▸ **Stated problem**
Please show every line of the records below that contains the word "outline", copying each one in full.

▸ **Given entries**
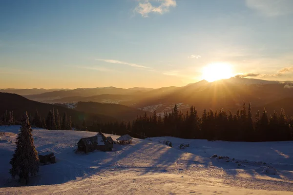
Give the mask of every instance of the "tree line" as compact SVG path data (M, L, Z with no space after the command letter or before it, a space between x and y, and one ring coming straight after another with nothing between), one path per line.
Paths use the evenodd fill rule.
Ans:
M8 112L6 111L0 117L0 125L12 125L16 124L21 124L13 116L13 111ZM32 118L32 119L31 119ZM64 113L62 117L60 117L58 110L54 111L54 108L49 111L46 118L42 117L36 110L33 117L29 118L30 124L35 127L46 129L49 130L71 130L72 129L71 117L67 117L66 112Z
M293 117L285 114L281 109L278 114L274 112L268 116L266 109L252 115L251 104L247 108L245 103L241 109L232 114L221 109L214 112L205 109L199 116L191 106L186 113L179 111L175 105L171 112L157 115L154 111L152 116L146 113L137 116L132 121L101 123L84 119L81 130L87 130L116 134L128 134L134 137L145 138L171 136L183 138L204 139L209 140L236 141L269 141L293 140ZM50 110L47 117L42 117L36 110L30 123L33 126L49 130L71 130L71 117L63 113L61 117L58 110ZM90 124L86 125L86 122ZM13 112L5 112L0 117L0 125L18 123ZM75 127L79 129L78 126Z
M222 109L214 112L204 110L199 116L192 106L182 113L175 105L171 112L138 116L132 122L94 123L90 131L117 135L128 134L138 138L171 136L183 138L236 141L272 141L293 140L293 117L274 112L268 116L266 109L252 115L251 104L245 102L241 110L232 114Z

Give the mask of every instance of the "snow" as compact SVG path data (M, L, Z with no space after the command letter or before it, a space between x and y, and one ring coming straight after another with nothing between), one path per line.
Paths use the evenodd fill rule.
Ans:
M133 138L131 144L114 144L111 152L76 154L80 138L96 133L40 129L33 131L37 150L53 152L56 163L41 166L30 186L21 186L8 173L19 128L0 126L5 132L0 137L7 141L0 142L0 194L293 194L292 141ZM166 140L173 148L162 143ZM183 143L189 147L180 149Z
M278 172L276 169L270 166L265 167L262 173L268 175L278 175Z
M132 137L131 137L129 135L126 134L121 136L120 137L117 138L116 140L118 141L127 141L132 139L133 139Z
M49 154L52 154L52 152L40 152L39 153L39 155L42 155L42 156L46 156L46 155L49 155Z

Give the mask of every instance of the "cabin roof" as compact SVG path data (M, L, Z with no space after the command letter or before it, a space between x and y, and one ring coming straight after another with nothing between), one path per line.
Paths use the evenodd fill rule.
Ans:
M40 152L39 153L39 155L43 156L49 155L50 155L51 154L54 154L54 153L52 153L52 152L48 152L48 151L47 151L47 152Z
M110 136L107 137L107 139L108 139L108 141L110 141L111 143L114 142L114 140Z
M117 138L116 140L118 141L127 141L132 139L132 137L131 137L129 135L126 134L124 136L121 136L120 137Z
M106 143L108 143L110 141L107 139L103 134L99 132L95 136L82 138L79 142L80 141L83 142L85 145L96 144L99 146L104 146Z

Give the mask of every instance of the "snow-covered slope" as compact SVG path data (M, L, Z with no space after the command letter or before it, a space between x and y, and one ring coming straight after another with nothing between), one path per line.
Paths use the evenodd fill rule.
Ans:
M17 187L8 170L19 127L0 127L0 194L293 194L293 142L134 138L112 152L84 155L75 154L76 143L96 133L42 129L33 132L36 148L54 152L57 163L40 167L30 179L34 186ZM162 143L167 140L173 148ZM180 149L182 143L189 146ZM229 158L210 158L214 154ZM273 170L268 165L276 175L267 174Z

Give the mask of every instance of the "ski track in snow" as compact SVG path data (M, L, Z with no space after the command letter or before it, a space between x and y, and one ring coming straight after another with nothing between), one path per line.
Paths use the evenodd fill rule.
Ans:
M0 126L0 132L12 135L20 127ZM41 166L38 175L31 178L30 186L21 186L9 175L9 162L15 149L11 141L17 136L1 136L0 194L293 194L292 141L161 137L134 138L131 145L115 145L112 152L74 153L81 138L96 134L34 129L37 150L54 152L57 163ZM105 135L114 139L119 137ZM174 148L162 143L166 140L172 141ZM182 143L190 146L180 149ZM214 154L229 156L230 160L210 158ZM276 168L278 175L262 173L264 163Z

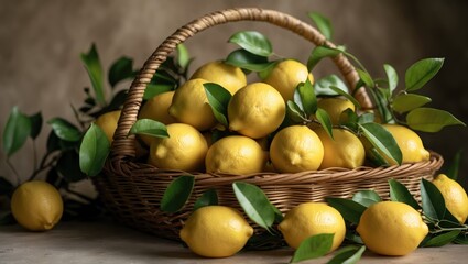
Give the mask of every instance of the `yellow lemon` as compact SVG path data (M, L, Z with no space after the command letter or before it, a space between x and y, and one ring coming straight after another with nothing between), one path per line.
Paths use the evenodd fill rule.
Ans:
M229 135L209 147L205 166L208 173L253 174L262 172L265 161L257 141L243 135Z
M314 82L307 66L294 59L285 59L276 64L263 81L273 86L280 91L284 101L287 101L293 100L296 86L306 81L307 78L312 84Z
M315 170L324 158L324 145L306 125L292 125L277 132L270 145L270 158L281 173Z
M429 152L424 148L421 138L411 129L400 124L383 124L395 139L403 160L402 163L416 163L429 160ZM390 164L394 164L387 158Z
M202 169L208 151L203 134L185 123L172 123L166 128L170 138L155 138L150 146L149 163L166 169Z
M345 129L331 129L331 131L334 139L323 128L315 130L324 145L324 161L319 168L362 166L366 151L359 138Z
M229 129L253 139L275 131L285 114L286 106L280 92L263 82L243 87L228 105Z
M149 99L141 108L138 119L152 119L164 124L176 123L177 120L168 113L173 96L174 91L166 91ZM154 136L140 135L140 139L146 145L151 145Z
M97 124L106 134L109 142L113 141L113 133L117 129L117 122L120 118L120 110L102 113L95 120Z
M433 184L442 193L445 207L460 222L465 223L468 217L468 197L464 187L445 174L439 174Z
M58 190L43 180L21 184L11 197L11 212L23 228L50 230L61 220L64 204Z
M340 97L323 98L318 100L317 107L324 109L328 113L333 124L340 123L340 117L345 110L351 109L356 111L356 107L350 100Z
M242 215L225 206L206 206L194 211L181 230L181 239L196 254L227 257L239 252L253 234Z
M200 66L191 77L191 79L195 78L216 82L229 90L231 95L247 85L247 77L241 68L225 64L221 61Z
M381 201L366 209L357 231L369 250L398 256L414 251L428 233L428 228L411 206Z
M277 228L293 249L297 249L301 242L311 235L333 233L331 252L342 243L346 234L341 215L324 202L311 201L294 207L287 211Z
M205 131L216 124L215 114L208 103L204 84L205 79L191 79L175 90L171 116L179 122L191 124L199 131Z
==
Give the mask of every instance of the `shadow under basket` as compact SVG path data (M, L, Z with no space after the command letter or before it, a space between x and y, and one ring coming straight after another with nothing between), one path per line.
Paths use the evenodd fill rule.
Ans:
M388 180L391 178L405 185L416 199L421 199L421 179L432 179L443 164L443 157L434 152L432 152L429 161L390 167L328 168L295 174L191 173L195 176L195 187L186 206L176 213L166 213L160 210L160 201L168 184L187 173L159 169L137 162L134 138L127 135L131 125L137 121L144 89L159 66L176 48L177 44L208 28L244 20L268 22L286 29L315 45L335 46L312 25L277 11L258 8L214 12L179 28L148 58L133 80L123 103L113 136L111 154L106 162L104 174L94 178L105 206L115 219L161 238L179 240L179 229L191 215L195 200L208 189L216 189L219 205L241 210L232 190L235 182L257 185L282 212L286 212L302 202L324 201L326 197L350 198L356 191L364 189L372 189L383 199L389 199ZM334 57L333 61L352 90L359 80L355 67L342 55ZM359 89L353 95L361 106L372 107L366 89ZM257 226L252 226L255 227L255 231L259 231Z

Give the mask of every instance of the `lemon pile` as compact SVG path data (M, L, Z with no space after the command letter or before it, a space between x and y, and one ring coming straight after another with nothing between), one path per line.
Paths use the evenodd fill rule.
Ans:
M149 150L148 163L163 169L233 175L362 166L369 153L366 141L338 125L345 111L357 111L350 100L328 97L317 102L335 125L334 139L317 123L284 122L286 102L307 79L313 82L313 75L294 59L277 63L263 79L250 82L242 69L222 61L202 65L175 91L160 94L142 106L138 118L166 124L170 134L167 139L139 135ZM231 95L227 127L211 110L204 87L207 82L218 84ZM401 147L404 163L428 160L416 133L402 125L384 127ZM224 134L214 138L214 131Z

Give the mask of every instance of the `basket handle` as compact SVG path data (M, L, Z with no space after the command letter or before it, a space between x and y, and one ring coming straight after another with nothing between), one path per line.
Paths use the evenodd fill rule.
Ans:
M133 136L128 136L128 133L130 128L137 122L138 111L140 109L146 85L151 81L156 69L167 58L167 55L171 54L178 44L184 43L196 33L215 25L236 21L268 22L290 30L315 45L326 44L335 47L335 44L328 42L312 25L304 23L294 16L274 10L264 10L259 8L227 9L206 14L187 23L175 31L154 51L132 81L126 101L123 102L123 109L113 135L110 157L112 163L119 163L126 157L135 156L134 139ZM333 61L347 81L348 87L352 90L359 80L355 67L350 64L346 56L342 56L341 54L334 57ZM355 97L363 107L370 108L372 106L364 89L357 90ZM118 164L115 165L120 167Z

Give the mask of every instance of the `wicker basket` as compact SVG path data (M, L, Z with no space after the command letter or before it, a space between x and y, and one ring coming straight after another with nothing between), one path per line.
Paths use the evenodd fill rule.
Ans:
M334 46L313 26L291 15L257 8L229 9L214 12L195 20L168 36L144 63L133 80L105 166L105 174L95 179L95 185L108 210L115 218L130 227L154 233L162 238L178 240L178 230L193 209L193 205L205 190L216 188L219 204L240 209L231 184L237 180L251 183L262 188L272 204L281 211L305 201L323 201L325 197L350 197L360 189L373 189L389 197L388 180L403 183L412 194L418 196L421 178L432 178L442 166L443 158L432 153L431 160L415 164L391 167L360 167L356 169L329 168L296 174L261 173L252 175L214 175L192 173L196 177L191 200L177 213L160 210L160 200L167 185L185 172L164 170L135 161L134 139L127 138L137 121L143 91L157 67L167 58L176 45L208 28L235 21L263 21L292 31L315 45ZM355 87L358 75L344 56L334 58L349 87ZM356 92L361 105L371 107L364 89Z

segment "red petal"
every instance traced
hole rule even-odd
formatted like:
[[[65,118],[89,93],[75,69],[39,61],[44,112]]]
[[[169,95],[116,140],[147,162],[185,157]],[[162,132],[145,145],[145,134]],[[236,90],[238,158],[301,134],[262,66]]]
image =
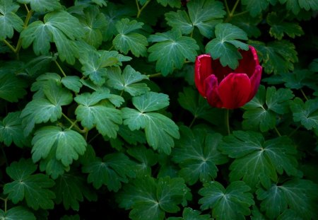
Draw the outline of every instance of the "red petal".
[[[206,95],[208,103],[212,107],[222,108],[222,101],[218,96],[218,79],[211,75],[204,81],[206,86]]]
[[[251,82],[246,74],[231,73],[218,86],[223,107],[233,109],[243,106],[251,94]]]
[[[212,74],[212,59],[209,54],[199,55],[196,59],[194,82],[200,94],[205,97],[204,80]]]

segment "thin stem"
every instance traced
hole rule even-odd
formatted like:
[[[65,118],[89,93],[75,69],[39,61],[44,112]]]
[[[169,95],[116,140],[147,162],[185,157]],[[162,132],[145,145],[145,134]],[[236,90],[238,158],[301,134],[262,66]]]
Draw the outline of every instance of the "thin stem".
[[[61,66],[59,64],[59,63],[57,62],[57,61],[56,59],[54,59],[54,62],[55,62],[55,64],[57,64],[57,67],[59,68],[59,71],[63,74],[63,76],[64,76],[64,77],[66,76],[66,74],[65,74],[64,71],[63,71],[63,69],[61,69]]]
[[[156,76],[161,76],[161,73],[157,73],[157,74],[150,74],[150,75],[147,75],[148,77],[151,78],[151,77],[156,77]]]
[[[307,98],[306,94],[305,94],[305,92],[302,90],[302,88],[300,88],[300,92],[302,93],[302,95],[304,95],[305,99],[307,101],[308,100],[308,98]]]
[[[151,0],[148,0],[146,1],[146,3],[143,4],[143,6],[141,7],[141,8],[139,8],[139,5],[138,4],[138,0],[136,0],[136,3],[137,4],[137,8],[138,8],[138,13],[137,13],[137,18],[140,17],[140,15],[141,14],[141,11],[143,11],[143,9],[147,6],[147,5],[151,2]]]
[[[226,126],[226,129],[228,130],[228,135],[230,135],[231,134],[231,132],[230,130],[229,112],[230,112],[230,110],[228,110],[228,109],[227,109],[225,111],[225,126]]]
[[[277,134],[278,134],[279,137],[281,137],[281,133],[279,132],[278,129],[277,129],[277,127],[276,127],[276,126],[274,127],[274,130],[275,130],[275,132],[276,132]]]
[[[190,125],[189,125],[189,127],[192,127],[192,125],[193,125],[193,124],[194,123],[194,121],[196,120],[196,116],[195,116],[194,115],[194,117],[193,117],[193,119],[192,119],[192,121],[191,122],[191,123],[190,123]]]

▸ **Task solution**
Draw the outline of every instance of the "red petal".
Draw the outline of every instance of the "thin stem".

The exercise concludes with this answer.